* **WHAT THE TASK ASKS**:
Reproduce the following material exactly, including every line.

* **INFORMATION SUPPLIED**:
-----
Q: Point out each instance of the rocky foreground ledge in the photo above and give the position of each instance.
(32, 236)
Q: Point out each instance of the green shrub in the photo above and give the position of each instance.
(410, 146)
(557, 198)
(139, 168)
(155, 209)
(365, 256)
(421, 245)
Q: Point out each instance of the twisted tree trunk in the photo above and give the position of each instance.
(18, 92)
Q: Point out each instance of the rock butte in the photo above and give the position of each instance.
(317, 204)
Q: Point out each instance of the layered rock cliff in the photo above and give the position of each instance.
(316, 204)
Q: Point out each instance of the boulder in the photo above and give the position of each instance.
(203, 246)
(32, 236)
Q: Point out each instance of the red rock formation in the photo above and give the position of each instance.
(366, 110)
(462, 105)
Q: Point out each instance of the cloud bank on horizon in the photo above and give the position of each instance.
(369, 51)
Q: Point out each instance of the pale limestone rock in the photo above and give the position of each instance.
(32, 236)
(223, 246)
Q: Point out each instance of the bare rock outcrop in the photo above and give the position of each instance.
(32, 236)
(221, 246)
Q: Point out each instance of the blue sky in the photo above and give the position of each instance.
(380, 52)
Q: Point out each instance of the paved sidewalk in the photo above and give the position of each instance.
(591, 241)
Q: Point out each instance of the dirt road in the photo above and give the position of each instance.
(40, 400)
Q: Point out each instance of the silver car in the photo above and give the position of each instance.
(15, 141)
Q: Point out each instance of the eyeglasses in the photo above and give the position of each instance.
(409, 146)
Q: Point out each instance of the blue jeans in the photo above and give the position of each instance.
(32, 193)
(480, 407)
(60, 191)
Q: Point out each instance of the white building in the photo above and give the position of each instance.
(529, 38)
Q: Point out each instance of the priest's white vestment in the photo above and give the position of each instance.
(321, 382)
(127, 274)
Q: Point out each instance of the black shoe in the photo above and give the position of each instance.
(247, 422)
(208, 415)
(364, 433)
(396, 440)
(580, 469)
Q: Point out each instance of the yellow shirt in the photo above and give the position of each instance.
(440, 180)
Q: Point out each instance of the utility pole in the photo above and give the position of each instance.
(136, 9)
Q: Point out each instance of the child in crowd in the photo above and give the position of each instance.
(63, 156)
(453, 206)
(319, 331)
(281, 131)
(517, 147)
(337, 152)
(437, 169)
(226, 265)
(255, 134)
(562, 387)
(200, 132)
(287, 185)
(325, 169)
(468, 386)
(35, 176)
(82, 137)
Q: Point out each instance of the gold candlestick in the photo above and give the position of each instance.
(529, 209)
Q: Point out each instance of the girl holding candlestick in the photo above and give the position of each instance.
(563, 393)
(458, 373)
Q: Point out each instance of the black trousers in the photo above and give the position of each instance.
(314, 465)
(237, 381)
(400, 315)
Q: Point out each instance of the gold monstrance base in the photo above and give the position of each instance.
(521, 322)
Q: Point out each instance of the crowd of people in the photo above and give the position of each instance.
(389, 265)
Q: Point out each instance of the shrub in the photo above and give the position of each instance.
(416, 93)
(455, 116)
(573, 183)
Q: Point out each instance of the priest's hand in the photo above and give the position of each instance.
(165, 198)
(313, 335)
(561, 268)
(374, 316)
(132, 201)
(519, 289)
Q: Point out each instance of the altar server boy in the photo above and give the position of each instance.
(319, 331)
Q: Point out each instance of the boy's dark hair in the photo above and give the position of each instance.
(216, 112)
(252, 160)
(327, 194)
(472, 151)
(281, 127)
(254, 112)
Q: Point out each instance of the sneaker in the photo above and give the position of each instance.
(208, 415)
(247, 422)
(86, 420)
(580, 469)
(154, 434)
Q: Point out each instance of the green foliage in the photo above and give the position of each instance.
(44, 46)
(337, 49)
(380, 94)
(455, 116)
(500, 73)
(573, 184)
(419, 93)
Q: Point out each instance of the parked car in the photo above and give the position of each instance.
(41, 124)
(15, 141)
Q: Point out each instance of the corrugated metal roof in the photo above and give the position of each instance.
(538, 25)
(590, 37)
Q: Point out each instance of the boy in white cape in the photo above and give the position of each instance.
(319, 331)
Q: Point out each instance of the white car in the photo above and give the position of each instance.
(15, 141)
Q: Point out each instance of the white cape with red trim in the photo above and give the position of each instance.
-----
* **TASK OUTPUT**:
Q: Point out each instance of the rocky foreground ledge in the photo above and give the position of each instance.
(32, 236)
Q: Point out each instance of the green shrub in the photo above and give the position of each instance.
(410, 146)
(557, 198)
(139, 168)
(155, 209)
(365, 256)
(421, 245)
Q: Point out each instance of the twisted tree trunk in the photo above and give the position of each instance.
(18, 92)
Q: Point out each instance of the rock butte in the photo above and give the position of each instance.
(317, 204)
Q: Point out each instance of the layered rock cliff in the photo above and give the position of each instance.
(316, 204)
Q: Point out each instance of the boulder in the photo above and give the position of each instance.
(203, 246)
(32, 236)
Q: Point out each instance of the red rock formation in the photo above and give the position of each instance.
(366, 110)
(462, 105)
Q: Point out each instance of the cloud bank on horizon in the photo above and give the position of each instance.
(369, 51)
Q: Point out each instance of the pale limestone rock in the photo above and give the position of each instance.
(32, 236)
(223, 246)
Q: Point out each instance of the bare rock outcrop in the photo above and give the position of each instance.
(32, 236)
(221, 246)
Q: Point out each instance of the blue sky in the photo above and give the position of each instance.
(380, 52)
Q: Point out each instance of the paved sidewalk in the photo above and give the position of each instance.
(591, 241)
Q: Point out each instance of the dirt road in the photo above and give the position of each instance.
(40, 400)
Q: Point out each instance of the silver car in the photo above and give the position of each instance.
(15, 141)
Q: Point out each instance of the eyeglasses in the photo above and give the position of each instance.
(409, 146)
Q: Point out each instance of the blue jeans in the photo above and give the position of each instance.
(32, 193)
(480, 407)
(60, 191)
Q: Point out each instance of the white building in the photo above and give the position of each instance.
(529, 38)
Q: Point out each instance of the priest's white vestment in the photo above and give the position of each instance.
(321, 382)
(127, 274)
Q: Point out each instance of the black shoe in the photo above and give the position of each instance.
(247, 422)
(208, 415)
(364, 433)
(396, 440)
(580, 469)
Q: Point out each instance of the yellow shirt in the photo above and give the position of each instance.
(440, 180)
Q: Point out each instance of the utility pole in the photo above and give the position of each instance.
(136, 9)
Q: Point out each instance of the child in crowd in the photo above and give the position of each instance.
(63, 156)
(453, 206)
(319, 331)
(281, 131)
(517, 147)
(337, 152)
(437, 169)
(226, 265)
(255, 134)
(562, 387)
(200, 132)
(287, 185)
(325, 169)
(468, 386)
(35, 176)
(82, 137)
Q: Point out each instance of the gold candlestick in the photo above and give the position of each instance.
(529, 209)
Q: Point out each instance of the girl holding candlestick in the photo above and give the position of each instance.
(563, 393)
(458, 373)
Q: Point out each instance of the black trousers in the photo above and give the position of each instance.
(314, 465)
(237, 381)
(400, 315)
Q: Point out each instance of the gold monstrance base in the photo above and give the position of each instance.
(521, 322)
Q: Point out each instance of the crowd of people in the photo above and give the position of each instance.
(389, 265)
Q: Point out each instance of the shrub in the photo above and give the position of each instance.
(416, 93)
(455, 116)
(573, 183)
Q: Point out each instance of the priest's hand in the photo above and give the position of each instance.
(165, 198)
(313, 335)
(561, 268)
(374, 316)
(132, 201)
(519, 289)
Q: Point out each instance of the altar server boy in the photo above and give the position of each instance.
(319, 331)
Q: Point out each instance of the boy's dark hair in the photo above and give the position of each instance.
(216, 112)
(252, 160)
(327, 194)
(472, 151)
(281, 127)
(254, 112)
Q: Point out each instance of the sneaker in the photo above and give the position of each instance.
(208, 415)
(247, 422)
(86, 420)
(580, 469)
(154, 434)
Q: Point out each instance of the green foliage in the photo above and give the position of each instance.
(44, 46)
(337, 49)
(380, 94)
(455, 116)
(500, 73)
(573, 184)
(419, 93)
Q: Point out each instance of the parked car in the photo above and give the position of each instance.
(41, 124)
(15, 141)
Q: Point out each instance of the corrugated metal roof in the photo above and give the position of each instance.
(538, 25)
(590, 37)
Q: Point out each instance of the boy in white cape in the photo above and give the position of each instance.
(319, 331)
Q: Point out each instance of the white car in the photo above and give the position of each instance.
(15, 141)
Q: Point out each instance of the white cape with red trim in the photo above and give the position of each instance.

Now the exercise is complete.